[AIM] Transcribe every one of the records below without altering a single word, number, or punctuation mark.
[Start]
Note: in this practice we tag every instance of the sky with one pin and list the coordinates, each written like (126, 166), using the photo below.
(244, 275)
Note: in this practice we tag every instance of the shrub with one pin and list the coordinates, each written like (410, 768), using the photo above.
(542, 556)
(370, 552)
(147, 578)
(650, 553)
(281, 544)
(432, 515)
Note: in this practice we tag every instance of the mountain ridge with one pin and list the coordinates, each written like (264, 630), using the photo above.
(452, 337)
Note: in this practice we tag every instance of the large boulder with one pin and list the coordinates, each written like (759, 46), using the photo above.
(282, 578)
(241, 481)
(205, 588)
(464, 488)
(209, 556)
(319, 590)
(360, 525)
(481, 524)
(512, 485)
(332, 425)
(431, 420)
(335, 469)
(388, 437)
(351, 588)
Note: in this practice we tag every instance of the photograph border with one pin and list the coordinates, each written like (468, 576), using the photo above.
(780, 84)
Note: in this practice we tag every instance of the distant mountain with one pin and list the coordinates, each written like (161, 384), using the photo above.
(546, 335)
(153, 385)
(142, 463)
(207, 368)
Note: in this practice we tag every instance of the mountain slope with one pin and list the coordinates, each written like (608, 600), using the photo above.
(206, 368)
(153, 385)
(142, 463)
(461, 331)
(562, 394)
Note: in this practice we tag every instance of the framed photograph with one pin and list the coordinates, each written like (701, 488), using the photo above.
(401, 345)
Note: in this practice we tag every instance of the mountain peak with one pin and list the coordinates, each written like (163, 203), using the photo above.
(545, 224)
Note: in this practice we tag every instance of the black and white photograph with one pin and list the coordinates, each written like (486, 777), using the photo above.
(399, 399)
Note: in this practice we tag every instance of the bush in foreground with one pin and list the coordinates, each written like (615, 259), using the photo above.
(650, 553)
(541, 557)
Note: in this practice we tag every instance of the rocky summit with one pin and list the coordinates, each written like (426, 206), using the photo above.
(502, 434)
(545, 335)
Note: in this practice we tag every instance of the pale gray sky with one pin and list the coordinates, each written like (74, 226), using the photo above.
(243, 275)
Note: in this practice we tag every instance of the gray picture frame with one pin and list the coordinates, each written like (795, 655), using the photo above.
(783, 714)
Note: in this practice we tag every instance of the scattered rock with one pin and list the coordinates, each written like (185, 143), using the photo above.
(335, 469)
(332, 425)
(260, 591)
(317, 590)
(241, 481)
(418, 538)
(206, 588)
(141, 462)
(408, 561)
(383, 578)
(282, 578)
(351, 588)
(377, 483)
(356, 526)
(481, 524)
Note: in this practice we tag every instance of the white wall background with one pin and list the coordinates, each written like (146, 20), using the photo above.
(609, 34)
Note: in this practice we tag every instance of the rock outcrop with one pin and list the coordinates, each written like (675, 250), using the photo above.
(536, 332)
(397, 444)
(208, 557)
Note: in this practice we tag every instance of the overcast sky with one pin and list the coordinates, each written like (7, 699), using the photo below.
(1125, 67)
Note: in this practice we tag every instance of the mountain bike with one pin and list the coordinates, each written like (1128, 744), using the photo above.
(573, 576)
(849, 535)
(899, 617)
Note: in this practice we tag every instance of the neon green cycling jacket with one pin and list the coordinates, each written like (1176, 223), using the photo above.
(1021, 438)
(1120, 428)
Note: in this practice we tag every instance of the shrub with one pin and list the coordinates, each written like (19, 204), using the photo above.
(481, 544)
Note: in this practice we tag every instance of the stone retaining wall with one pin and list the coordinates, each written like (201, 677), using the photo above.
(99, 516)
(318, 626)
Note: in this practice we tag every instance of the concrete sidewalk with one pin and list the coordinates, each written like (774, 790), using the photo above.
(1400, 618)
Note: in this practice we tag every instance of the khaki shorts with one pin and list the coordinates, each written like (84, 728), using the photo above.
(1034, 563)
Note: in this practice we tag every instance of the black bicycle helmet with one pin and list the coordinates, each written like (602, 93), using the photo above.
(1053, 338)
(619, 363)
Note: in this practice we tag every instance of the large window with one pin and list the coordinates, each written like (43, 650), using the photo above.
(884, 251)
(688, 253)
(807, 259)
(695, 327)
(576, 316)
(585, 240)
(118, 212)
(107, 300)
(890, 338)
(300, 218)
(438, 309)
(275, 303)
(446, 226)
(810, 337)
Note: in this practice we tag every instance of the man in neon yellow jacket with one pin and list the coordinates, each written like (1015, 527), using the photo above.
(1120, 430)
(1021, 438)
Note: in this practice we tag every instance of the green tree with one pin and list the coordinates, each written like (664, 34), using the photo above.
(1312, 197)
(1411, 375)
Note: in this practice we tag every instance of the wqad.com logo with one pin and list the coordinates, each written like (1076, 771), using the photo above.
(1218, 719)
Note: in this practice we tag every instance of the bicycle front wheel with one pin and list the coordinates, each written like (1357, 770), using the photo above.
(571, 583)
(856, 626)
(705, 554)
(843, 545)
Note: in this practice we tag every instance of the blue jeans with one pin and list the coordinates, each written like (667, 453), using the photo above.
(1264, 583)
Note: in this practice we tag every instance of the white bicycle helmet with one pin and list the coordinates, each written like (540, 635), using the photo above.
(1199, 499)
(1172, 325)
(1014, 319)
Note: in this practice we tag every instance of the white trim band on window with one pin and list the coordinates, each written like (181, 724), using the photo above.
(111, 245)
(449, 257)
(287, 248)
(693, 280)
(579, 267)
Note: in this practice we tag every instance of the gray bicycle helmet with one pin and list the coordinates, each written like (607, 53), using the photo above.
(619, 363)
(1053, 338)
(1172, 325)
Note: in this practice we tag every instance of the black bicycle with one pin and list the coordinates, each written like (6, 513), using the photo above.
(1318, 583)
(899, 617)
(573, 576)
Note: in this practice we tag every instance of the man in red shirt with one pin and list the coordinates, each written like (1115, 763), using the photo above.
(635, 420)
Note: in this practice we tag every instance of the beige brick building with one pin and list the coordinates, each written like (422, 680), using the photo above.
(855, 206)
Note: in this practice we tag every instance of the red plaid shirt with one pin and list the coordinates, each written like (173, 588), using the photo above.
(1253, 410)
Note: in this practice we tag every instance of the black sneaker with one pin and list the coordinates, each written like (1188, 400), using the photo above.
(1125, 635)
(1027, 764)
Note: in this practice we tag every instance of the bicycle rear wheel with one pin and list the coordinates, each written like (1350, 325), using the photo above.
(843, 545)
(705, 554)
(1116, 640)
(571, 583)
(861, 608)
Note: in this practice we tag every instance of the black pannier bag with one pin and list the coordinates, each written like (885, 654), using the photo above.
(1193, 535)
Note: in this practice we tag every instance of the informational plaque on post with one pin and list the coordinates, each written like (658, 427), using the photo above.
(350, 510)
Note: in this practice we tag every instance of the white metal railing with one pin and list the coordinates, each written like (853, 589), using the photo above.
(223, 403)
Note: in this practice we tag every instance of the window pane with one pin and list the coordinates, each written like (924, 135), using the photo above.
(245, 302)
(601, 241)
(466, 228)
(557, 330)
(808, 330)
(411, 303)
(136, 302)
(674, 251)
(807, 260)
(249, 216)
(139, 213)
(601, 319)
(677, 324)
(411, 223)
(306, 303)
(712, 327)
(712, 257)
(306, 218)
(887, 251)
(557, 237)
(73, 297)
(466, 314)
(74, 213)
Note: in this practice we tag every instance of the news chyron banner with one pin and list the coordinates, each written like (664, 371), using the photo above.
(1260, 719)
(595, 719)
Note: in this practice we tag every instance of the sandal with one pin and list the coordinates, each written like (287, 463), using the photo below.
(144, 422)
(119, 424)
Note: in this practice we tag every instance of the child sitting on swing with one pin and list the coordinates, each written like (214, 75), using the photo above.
[End]
[TASK RESULT]
Note: in this practice we tag every instance of the sky with one pin and list the coordinates, each written like (126, 166), using the photo below.
(244, 275)
Note: in this practice we tag every instance of the shrub with one pin and list the coordinates, each written like (410, 768), using the photo above.
(542, 556)
(370, 552)
(147, 578)
(650, 553)
(281, 544)
(432, 515)
Note: in this practice we tag every instance of the mountain ridge with one pin and list the coordinates, each written like (264, 630), using the photo above.
(452, 337)
Note: in this practice we tag every instance of the large boulder with one pin and list the coordinates, each written like (759, 46), using the photo above.
(282, 578)
(241, 481)
(205, 588)
(464, 488)
(209, 556)
(319, 590)
(360, 525)
(481, 524)
(512, 485)
(332, 425)
(431, 420)
(335, 469)
(388, 437)
(351, 588)
Note: in this practice we tag every instance of the photograph border with one pin and list the coordinates, each written like (468, 576), using the photo above.
(780, 84)
Note: in this practice we tag every instance of the distant mountain with one pin and list the coordinates, each written like (161, 384), using the photo above.
(546, 335)
(153, 385)
(142, 463)
(207, 368)
Note: in this practice we tag every instance of the mountain slope with one pin and list the coordinates, each written like (608, 600), using the photo above.
(206, 368)
(153, 385)
(142, 463)
(461, 331)
(562, 394)
Note: in this practice we tag every instance of the framed photograph with one pin and list the coordinates, each written like (701, 488), using the photo above.
(401, 345)
Note: in this practice we tag every instance of the mountain peak with one pin and list the coordinates, each written like (163, 203), using the photo above.
(545, 224)
Note: in this practice we tag every instance of the black and white photograph with one pin and list the coordinates, each written like (486, 777), using the photo above.
(399, 399)
Note: in this practice we tag every instance of the bush in foreground with one pin and list the coordinates, each written like (615, 259), using the photo above.
(650, 553)
(541, 557)
Note: in this practice we tag every instance of the rocky summit with one pin and list the coordinates, each written like (426, 206), using the photo above.
(502, 434)
(545, 335)
Note: in this practice we tag every instance of the pale gray sky with one pin and list the coordinates, each written like (74, 226), using the photo above.
(243, 275)
Note: in this practice we tag every instance of the gray picture frame with one pin and list the coordinates, each written like (795, 655), using the photo above.
(783, 714)
Note: in this practice we tag every instance of the scattered rock with one pin and list the coordinates, each written like (185, 143), using the photo above.
(335, 469)
(332, 425)
(260, 591)
(317, 590)
(241, 481)
(418, 538)
(206, 588)
(141, 462)
(408, 561)
(383, 578)
(282, 578)
(351, 588)
(377, 483)
(356, 526)
(481, 524)
Note: in this practice we tag every instance of the white wall background with one pin and list the coordinates, each written like (146, 20), using the photo above.
(609, 34)
Note: in this practice we tag every instance of the rock outcrop with one pin and list the coordinates, each written like (675, 250), using the photo above.
(536, 332)
(397, 444)
(208, 557)
Note: in this practice we tag every instance of the overcast sky with one pin and list the coordinates, each written like (7, 699), using the photo below.
(1125, 67)
Note: in this practice we tag every instance of the mountain bike with one pin and list the coordinates, each written like (1128, 744), using the photo above.
(573, 576)
(849, 535)
(899, 617)
Note: in this practice we tag every instance of the neon green cycling jacket with one pin and list the coordinates, each written like (1176, 223), using the photo above.
(1021, 438)
(1120, 428)
Note: in this practice we tag every instance of the shrub with one pin and list the coordinates, each written like (19, 204), using the photo above.
(481, 544)
Note: in this practice we tag every instance of the stone retaining wall with one pin and list the coordinates, each written like (201, 677), using the photo above.
(99, 516)
(318, 626)
Note: in this practice we tag every instance of the concrete sidewalk with one pin and list the coordinates, each written like (774, 790), using the photo above.
(1400, 618)
Note: in this practice we tag every instance of the khaki shorts with one pin and list the coordinates, each written like (84, 728), using the photo above.
(1034, 563)
Note: in this practice we tag every instance of the black bicycle helmet with one pin and list the coordinates, each written like (602, 93), using the photo above.
(1053, 338)
(619, 363)
Note: in this practice we tag every instance of the large window with one pin and list the coordinates, each written like (43, 650), using the photo above.
(884, 251)
(688, 253)
(807, 259)
(695, 327)
(576, 316)
(585, 240)
(118, 212)
(107, 300)
(890, 338)
(300, 218)
(438, 309)
(275, 303)
(446, 226)
(810, 337)
Note: in this practice we tag every instance of the man in neon yellow jacket with one pin and list the coordinates, each written like (1015, 527), using the photo above.
(1120, 430)
(1021, 438)
Note: in this practice we tag every instance of the green tree with one pin and list the coordinates, each written like (664, 34), using the photo above.
(1312, 197)
(1411, 375)
Note: in this practice we tag every instance of the wqad.com logo with one pin and list the coordinates, each written like (1076, 771), using the photo above.
(1218, 719)
Note: in this practice we tag every instance of the bicycle front wheel with one pin and list the coordinates, each written like (1357, 770), using the photo above.
(571, 583)
(856, 626)
(705, 554)
(843, 545)
Note: in this practice we tag every instance of the blue jeans with one pin and list the coordinates, each written like (667, 453), using the photo above.
(1264, 583)
Note: in this practice we tag every instance of the white bicycle helmet with one pin and list the coordinates, each written like (540, 635), using the photo above.
(1199, 499)
(1172, 325)
(1014, 319)
Note: in this practice we tag every instance of the white trim band on window with one pin and list the coordinates, each written like (181, 724), using the photo above.
(111, 245)
(449, 257)
(287, 248)
(693, 280)
(579, 267)
Note: in this practice we tag every instance of the gray bicycle helmet with one pin and list the coordinates, each written like (607, 53), using the photo above.
(619, 363)
(1053, 338)
(1172, 325)
Note: in this practice we tag every instance of the black bicycle with one pin and list the coordinates, each written like (6, 513), using the photo above.
(1318, 583)
(899, 617)
(573, 576)
Note: in this practice we tag every instance of the man in red shirt with one pin and list the coordinates, each written like (1115, 763), using the photo above.
(635, 420)
Note: in this practice we tag every instance of the beige brick building with one pin and list the coordinates, each written like (422, 680), using the photo above.
(855, 206)
Note: in this practice we tag every instance of the red plaid shirt with one pin and list the coordinates, each written like (173, 588), using the photo above.
(1253, 410)
Note: in this practice we tag every instance of the black sneaker with one pin and list the coordinates, each written like (1188, 400), using the photo above.
(1125, 635)
(1027, 764)
Note: in this practice we tag every instance of the bicycle rear wheel with one pin and list the coordinates, each written like (1350, 325), using the photo above.
(843, 545)
(705, 554)
(1116, 640)
(571, 583)
(861, 608)
Note: in this practice we tag every instance of the black pannier bag with one pin and list the coordinates, each written like (885, 654), using the photo above.
(1193, 535)
Note: in this practice we tag every instance of the informational plaque on post with one pin and list the coordinates, each written like (658, 427), using the photo above.
(350, 510)
Note: in this practice we tag every instance of the white metal railing with one pin and list the coordinates, each written like (853, 589), using the photo above.
(223, 403)
Note: in this practice we tag every instance of the window pane with one pin and list the coordinates, each written like (924, 135), using the photo above.
(245, 302)
(601, 241)
(466, 228)
(557, 330)
(808, 330)
(411, 303)
(136, 302)
(674, 251)
(807, 260)
(249, 216)
(139, 213)
(601, 319)
(677, 324)
(411, 223)
(306, 303)
(712, 327)
(712, 257)
(306, 218)
(887, 251)
(557, 237)
(73, 297)
(466, 314)
(74, 213)
Note: in this practice we tag every instance of the news chyron banner with one pin and list the coordinates, each written like (664, 371), using the photo above.
(1260, 719)
(595, 719)
Note: in this practice we tag every instance of the sandal with one pin and list the coordinates, each written like (287, 463), using the photo below.
(144, 422)
(119, 424)
Note: in this practice we tag every instance of the child sitting on swing with one pin and list the coordinates, each written like (214, 75), using the photo above.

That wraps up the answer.